*** Исходный текст ***

Сказ в «Пантагрюэле» носит фамильярный характер. Рабле на короткой ноге не только с аудиторией, которую он учит, но и с античными философами, у которых учится, с древними героями, которых затмевают своими деяниями его великаны, с любым великолепием, известным на земле, которое, как учит жрица подземного храма, меркнет пред тем, что пока скрывается в недрах земли. Рабле на короткой ноге с великим, как только оно попадает в его поле зрения, – даже с Богом, которого он по-своему чтит и любит, пантеистически отождествляя его с Физисом, с доброй Природой, но обращаясь с ним с той же фамильярностью. В Четвертой книге Пантагрюэль рассказывает своим ученикам «жалостную историю» о том, как «умер Великий Пан». Известный рассказ Плутарха, вызвавший различные толкования, излагается здесь в христианском духе, как аллегория смерти Христа («Наше Все»). Но для Рабле Великий Пан, языческое чувственное Все, Природа, продолжает жить и после возникновения христианства. Содержание этого мифа у Рабле лишено поэтому трагизма. Прежалостный рассказ, заканчиваясь «капавшими из глаз Пантагрюэля слезами», «величиной со страусовое яйцо», сопровождается комически сказовой ремаркой: «Убей меня бог, если я солгал хоть слово!» (IV-28).
Фамильярный сказ в обращении с читателем уничтожает суеверный страх перед великим, ту форму боязливого почтения, когда душа подавлена своей слабостью и беспомощностью и испытывает трагическую скорбь. Жизнь (Пан, «Все») непрерывна и едина на всех ступенях, во всех формах. Великое и малое, макрокосм и микрокосм, Пантагрюэль и Панург, знание и вино, мудрость и смех – внутренне глубоко родственны. Таинственный великий храм Божественной Мудрости напоминает рассказчику (и он спешит поделиться этим впечатлением с Пантагрюэлем) погребок в родном городке Шиноне, иначе Каиноне, «первом городе в мире», построенном еще первым градостроителем Каином. Время – рост, развитие и упадок – сближает великое и ничтожное. Боги умирают, а люди в будущем сравняются с богами.
Фамильярное обращение с великим в комическом эпосе о великанах вытекает, таким образом, у Рабле из своеобразного гуманистического релятивизма. В этом мироощущении нет ни трагического, ни цинического оттенка в отношении к истинной мудрости, ко всему достойному в жизни. Смех Рабле сохраняет уважение к прошлому и питает энтузиазм перед будущим. Бакбук учит пантагрюэльцев, что перед ними все впереди, а следовательно, то, что теперь кажется бог весть каким важным и страшным, с ходом времени потеряет прежнее значение и репутацию.

*** Выдержка из данных ***

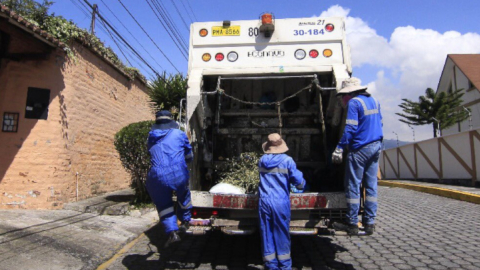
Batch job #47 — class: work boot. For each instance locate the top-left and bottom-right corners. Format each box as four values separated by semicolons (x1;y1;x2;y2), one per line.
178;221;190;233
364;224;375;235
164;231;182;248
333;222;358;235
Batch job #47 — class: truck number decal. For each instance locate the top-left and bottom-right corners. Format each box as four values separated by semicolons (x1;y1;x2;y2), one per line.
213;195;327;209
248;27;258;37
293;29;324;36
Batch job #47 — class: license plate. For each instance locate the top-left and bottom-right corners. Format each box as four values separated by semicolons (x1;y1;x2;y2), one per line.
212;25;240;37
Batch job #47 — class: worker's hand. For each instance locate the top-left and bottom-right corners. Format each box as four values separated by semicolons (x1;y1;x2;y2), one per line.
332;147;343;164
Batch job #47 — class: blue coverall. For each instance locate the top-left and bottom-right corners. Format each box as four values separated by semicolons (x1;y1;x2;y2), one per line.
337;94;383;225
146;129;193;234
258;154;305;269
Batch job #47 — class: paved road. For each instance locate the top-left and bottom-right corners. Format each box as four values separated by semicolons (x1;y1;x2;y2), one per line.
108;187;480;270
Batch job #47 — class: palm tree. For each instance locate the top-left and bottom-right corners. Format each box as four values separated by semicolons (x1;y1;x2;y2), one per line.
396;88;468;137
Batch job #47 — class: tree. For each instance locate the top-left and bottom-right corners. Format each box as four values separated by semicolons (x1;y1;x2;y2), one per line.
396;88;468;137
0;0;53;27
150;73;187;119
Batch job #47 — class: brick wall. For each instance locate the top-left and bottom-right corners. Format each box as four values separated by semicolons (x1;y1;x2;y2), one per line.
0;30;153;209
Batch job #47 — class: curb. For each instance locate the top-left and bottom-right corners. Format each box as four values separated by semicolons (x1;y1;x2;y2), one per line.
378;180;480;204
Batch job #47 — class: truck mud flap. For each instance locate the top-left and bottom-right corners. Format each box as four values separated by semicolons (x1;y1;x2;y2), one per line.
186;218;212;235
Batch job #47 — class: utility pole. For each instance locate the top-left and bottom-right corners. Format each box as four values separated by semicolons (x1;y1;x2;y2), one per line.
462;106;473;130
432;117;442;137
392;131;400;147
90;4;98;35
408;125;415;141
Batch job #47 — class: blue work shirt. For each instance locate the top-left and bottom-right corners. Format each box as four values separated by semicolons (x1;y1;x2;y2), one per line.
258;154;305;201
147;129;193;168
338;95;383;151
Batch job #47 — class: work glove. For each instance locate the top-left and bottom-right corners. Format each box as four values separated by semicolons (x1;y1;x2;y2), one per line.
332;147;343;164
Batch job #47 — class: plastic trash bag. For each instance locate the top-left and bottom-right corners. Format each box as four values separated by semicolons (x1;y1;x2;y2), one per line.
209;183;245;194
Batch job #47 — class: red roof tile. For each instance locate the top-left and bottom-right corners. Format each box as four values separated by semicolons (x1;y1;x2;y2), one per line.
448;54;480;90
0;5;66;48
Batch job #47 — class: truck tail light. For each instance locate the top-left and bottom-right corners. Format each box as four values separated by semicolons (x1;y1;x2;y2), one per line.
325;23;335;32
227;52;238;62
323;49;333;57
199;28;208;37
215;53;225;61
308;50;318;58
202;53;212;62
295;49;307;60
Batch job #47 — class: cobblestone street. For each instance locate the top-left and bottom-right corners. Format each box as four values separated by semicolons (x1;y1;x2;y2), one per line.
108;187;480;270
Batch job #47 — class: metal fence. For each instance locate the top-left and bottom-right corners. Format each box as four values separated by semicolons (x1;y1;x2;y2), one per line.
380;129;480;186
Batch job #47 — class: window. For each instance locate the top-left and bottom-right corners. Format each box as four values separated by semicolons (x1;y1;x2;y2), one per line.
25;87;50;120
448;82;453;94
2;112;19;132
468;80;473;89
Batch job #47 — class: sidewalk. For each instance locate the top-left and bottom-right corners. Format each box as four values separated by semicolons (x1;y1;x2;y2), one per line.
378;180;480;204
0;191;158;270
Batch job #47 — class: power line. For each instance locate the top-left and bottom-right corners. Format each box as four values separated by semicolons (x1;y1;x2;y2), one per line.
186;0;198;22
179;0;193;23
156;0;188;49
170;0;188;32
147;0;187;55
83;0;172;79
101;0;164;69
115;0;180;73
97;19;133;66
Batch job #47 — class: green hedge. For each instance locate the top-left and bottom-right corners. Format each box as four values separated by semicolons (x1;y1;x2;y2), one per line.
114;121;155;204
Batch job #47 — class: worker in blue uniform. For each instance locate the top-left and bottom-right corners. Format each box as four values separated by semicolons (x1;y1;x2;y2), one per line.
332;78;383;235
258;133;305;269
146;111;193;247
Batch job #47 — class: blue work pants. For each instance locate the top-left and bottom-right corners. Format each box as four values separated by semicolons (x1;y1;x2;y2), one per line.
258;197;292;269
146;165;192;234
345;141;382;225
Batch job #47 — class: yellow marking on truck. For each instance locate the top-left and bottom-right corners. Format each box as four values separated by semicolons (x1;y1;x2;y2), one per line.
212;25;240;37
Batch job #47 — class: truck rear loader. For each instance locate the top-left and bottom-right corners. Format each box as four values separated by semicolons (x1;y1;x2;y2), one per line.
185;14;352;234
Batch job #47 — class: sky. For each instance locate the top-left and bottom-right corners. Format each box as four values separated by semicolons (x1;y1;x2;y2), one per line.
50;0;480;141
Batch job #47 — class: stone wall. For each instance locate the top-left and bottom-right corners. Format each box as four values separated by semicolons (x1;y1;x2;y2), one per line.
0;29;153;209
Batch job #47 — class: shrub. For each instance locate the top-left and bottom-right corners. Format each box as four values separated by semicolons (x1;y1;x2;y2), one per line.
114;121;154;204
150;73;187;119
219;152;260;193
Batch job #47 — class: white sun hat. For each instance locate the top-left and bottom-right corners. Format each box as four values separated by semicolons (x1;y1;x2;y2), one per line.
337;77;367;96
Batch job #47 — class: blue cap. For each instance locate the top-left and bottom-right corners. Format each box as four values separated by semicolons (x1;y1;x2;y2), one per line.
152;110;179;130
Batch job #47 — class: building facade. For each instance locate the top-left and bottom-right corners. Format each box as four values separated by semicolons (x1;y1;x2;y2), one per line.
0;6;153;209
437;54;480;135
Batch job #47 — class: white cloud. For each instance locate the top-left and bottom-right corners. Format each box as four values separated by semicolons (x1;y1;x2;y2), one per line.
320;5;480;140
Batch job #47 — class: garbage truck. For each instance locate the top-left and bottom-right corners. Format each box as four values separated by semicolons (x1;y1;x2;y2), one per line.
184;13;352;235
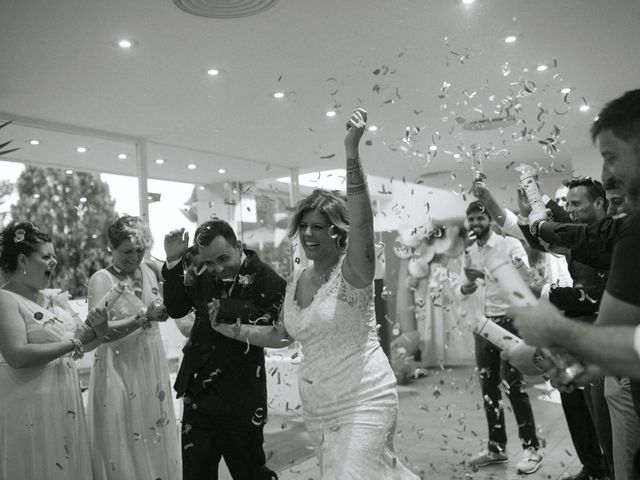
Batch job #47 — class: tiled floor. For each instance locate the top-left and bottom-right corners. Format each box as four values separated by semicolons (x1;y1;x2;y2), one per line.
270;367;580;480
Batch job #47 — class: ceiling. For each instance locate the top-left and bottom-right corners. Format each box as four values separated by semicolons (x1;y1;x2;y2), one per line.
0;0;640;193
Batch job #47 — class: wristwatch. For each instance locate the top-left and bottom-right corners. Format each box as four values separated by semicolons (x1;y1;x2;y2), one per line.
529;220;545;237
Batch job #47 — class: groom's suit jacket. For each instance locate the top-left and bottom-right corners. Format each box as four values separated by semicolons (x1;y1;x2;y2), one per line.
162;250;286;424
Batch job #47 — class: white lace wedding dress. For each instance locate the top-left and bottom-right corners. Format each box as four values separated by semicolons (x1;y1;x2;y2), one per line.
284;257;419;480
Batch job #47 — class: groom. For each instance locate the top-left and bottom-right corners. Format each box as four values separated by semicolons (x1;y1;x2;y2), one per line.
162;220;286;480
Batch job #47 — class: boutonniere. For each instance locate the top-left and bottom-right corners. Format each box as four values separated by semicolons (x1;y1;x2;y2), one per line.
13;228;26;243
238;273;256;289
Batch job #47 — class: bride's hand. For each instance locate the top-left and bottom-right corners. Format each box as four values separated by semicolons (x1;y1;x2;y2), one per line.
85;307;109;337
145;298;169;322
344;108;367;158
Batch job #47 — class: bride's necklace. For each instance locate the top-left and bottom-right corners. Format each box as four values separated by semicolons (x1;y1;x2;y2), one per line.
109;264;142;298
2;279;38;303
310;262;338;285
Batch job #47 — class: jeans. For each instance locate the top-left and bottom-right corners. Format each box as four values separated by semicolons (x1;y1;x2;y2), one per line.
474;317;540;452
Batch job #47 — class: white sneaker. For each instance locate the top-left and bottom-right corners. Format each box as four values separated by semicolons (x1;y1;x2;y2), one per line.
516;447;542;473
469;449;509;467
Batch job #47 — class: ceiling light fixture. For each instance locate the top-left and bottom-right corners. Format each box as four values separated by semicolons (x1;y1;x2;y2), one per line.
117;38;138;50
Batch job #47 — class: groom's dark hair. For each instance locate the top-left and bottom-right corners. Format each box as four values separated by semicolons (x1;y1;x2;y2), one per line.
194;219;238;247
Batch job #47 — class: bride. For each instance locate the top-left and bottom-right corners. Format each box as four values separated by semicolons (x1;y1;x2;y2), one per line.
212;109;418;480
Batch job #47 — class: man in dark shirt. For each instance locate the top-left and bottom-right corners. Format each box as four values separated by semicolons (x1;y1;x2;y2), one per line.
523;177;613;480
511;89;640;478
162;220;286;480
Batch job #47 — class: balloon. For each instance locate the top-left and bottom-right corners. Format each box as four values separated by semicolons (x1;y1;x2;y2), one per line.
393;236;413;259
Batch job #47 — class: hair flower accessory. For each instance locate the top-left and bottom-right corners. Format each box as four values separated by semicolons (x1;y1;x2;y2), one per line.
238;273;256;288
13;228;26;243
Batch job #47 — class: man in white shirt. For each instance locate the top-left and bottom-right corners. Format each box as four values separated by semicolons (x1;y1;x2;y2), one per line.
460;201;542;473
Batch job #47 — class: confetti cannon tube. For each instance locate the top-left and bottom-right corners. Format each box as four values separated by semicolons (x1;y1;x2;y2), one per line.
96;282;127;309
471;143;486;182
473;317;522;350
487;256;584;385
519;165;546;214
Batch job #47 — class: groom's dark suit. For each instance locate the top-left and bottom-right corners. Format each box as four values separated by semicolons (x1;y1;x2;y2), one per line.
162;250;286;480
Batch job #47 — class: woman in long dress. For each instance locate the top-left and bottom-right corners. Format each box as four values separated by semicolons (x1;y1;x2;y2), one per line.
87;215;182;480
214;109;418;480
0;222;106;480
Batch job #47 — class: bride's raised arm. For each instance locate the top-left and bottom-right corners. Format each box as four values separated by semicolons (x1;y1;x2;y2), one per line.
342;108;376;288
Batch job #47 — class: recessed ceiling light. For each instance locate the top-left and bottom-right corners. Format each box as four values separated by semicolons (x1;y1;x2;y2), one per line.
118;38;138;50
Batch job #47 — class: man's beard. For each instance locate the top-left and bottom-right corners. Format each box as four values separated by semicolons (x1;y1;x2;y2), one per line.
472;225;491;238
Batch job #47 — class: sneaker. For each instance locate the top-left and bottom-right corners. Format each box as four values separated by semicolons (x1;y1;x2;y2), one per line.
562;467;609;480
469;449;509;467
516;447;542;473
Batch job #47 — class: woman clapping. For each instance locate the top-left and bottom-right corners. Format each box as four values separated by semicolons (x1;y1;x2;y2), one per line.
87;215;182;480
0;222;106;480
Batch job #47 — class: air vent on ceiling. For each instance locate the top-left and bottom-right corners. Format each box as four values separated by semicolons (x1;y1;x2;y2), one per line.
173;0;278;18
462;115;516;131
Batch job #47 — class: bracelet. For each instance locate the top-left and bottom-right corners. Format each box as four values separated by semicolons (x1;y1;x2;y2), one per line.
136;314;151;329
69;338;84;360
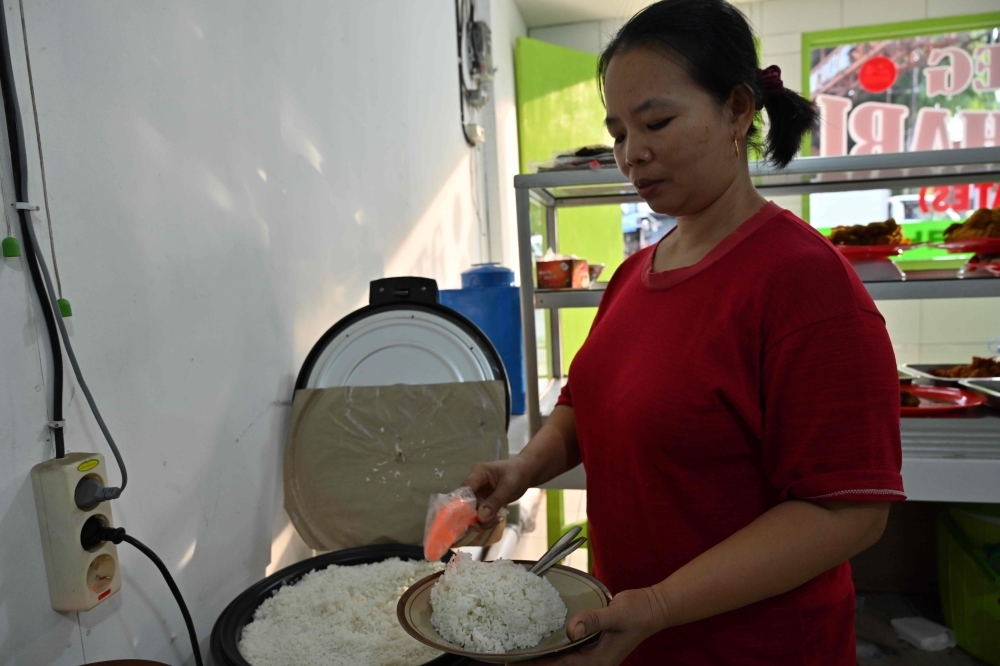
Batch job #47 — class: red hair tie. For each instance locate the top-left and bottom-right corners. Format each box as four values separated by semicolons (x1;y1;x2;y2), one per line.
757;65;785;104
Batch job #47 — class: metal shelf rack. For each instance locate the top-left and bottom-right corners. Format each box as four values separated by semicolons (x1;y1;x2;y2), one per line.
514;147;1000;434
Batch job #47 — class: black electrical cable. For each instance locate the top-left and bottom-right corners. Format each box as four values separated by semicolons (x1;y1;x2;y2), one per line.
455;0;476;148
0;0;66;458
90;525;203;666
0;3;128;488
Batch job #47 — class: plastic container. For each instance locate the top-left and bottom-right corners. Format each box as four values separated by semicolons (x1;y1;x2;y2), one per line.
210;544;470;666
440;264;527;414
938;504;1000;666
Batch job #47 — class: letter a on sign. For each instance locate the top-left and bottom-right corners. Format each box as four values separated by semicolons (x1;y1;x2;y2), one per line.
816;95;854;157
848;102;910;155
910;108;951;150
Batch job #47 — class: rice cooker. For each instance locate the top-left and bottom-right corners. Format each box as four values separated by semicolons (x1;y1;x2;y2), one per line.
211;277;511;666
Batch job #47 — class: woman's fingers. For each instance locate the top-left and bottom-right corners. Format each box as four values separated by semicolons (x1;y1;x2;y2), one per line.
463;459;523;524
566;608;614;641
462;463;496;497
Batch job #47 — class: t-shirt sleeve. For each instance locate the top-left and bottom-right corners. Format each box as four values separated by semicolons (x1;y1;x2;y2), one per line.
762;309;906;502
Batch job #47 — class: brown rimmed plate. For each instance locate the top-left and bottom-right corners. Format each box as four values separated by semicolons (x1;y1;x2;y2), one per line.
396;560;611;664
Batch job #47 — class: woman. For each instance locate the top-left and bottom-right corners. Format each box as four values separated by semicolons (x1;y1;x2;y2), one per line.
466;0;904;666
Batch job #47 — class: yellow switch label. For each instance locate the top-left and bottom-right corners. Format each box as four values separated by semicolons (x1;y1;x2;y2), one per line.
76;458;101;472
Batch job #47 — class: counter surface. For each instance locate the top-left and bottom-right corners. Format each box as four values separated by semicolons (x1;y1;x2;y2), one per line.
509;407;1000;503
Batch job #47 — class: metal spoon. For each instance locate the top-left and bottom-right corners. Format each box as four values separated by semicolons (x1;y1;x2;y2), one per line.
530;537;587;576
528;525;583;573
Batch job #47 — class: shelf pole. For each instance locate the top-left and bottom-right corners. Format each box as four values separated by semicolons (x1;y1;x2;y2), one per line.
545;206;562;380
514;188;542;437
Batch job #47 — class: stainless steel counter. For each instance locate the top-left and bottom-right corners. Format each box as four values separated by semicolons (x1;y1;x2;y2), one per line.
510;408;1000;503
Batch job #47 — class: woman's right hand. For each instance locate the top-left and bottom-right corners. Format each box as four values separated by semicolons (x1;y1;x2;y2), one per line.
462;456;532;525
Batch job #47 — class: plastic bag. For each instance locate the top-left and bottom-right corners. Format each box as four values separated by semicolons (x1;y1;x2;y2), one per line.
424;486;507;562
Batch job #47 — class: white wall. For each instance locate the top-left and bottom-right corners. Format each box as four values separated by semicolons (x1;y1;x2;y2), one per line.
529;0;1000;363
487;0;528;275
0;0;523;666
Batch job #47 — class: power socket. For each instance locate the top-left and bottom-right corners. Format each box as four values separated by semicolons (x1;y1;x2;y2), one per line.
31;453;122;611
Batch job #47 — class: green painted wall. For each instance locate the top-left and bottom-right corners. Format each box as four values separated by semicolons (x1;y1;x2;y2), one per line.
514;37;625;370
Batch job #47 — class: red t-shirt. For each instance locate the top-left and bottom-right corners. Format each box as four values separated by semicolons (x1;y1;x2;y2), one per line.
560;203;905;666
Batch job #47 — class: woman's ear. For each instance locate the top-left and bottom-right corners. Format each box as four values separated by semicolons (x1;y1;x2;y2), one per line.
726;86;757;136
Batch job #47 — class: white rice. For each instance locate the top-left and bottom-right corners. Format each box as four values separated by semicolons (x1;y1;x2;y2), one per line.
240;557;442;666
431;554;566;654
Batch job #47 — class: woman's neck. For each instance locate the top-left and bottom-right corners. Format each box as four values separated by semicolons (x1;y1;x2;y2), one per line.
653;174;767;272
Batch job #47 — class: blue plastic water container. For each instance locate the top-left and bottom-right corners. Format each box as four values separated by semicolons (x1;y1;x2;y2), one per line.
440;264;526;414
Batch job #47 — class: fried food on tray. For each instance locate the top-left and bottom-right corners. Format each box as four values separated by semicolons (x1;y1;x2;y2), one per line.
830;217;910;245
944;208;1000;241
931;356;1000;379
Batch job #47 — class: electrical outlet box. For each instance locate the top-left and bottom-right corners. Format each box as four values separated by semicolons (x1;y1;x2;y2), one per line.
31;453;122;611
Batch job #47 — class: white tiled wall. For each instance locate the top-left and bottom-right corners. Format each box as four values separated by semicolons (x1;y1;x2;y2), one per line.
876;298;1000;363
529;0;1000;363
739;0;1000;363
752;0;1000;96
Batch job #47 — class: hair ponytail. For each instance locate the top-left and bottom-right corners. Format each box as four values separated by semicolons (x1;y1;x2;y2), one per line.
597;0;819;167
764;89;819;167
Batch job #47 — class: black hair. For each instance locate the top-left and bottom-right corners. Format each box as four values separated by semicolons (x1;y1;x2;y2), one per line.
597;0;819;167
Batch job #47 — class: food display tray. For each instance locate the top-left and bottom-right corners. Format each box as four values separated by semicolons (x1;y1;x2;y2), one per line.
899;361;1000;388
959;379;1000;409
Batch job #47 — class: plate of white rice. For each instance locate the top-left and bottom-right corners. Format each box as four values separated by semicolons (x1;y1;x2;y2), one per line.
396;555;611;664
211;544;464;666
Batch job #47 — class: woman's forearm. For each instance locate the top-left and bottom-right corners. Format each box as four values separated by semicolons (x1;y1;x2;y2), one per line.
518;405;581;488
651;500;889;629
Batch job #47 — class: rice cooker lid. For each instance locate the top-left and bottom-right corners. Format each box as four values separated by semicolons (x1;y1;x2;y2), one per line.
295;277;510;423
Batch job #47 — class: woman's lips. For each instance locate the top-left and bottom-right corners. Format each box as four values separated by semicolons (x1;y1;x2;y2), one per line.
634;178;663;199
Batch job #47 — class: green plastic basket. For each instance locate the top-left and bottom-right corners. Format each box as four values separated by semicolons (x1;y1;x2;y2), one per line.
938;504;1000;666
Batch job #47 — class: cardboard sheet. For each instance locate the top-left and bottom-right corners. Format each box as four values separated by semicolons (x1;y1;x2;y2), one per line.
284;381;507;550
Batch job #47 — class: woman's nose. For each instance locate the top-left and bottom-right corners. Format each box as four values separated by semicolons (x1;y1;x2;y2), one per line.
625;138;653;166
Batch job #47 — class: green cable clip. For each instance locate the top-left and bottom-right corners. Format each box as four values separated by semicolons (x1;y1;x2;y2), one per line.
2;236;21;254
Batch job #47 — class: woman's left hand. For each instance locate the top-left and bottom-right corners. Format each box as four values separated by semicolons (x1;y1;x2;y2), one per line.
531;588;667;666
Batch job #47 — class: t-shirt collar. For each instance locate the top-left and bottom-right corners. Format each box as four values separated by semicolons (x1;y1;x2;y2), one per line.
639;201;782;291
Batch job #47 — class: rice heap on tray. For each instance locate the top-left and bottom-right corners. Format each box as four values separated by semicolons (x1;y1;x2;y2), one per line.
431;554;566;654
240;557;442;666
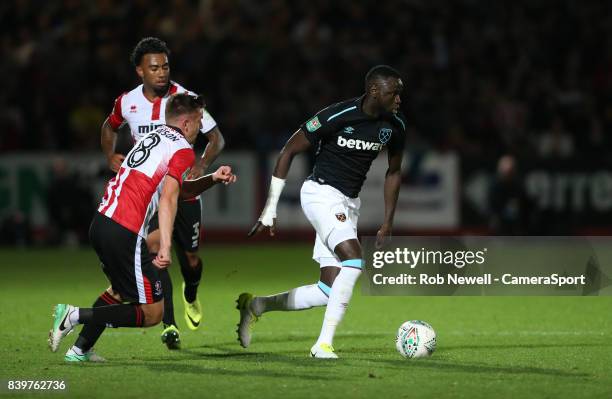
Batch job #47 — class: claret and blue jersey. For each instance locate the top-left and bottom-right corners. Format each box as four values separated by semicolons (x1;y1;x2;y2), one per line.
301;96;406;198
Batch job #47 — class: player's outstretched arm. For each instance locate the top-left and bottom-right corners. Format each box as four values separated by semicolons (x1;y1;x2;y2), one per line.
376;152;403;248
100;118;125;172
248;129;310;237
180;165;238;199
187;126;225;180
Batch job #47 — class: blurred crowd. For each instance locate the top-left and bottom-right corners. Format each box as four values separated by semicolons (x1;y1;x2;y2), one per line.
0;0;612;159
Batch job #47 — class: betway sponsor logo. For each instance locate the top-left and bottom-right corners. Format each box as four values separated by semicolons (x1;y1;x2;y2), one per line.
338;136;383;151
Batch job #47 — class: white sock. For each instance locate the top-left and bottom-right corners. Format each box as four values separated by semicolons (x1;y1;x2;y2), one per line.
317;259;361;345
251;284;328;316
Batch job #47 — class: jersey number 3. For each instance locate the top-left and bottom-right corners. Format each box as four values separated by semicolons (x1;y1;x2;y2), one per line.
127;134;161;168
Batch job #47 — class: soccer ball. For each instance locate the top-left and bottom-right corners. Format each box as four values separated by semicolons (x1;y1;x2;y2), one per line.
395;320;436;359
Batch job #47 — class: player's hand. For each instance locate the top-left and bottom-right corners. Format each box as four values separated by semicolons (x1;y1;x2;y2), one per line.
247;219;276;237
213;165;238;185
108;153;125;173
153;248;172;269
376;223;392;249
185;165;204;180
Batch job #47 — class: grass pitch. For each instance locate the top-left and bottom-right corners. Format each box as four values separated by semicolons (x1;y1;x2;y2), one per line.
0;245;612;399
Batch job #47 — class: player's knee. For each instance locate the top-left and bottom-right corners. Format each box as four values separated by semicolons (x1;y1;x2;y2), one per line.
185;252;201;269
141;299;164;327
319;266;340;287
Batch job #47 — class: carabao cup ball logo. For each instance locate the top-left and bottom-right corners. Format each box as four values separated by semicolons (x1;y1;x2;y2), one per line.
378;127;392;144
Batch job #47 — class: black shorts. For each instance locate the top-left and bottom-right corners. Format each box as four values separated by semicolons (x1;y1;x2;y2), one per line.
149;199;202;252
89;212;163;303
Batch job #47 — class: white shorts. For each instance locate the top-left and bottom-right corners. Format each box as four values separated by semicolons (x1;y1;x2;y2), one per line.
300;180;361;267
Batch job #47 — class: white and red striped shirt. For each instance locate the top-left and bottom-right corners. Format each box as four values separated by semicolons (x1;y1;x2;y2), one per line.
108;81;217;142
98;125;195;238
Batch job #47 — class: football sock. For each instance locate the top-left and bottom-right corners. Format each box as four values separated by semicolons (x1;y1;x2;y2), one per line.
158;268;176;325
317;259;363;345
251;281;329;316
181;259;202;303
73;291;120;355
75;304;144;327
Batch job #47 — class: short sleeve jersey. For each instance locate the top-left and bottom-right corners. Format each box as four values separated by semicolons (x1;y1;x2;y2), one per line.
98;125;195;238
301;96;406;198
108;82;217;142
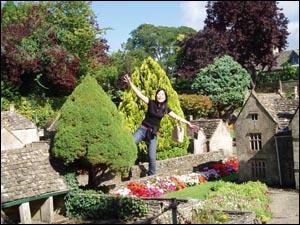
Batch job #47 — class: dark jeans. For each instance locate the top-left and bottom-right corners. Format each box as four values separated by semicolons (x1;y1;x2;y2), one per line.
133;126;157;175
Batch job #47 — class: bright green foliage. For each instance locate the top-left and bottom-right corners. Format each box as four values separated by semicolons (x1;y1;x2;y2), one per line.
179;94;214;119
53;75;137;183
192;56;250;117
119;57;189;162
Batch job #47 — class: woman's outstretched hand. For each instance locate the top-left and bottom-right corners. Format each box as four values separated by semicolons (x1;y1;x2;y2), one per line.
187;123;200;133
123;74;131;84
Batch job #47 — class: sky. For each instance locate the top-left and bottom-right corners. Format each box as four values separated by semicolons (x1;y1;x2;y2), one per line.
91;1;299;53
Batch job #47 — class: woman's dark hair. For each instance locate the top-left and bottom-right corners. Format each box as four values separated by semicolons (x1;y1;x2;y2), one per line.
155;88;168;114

***

• Задание
Перепишите фрагмент текста о Рабле с того места, где стоят слова «Фамильярный сказ в», по слова «сравняются с богами.» включительно. В нем замените «погребок» на «подвальчик».

• Готовое решение
Фамильярный сказ в обращении с читателем уничтожает суеверный страх перед великим, ту форму боязливого почтения, когда душа подавлена своей слабостью и беспомощностью и испытывает трагическую скорбь. Жизнь (Пан, «Все») непрерывна и едина на всех ступенях, во всех формах. Великое и малое, макрокосм и микрокосм, Пантагрюэль и Панург, знание и вино, мудрость и смех – внутренне глубоко родственны. Таинственный великий храм Божественной Мудрости напоминает рассказчику (и он спешит поделиться этим впечатлением с Пантагрюэлем) подвальчик в родном городке Шиноне, иначе Каиноне, «первом городе в мире», построенном еще первым градостроителем Каином. Время – рост, развитие и упадок – сближает великое и ничтожное. Боги умирают, а люди в будущем сравняются с богами.